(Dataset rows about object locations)
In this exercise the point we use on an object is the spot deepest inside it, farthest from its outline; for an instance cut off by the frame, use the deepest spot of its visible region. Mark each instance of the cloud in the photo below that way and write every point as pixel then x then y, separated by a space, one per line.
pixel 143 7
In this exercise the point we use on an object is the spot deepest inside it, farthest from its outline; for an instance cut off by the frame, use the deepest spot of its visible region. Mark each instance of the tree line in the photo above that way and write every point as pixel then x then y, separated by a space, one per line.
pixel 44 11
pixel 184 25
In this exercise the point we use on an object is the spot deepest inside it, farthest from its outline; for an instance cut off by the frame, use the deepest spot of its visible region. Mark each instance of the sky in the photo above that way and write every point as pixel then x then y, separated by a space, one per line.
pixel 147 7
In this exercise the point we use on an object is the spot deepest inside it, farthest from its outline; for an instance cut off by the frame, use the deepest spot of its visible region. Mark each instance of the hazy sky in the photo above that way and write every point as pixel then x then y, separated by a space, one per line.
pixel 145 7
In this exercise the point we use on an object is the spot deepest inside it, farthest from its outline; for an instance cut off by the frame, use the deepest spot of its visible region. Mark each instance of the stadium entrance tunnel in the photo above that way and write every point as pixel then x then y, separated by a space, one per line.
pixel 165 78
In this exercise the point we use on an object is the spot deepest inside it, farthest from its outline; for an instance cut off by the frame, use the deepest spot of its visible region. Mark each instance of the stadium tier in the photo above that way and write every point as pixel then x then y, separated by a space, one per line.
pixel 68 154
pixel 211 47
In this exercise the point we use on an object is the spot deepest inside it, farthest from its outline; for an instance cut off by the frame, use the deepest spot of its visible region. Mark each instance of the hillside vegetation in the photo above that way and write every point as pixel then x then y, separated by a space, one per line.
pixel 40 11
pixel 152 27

● Problem: Copy the rows above word for word, starting at the first row and ending with the line that contains "pixel 184 25", including that line.

● Answer to this task:
In this exercise the point we use on an object is the spot deepest inside it, farthest from its outline; for an instance cut off by the frame, use the deepest spot of its visible region. Mark each instance of the cloud in the photo below that way and write every point as pixel then x then y, separated by a space, one per line.
pixel 143 7
In this exercise the point we use on an object is the spot deepest inside it, farthest from its outline; for an instance cut off by the frame, use the deepest spot of its visible region. Mark each instance of the tree line in the photo above that way and write every point as pixel then x then y, separated by a space, one per line.
pixel 44 11
pixel 184 25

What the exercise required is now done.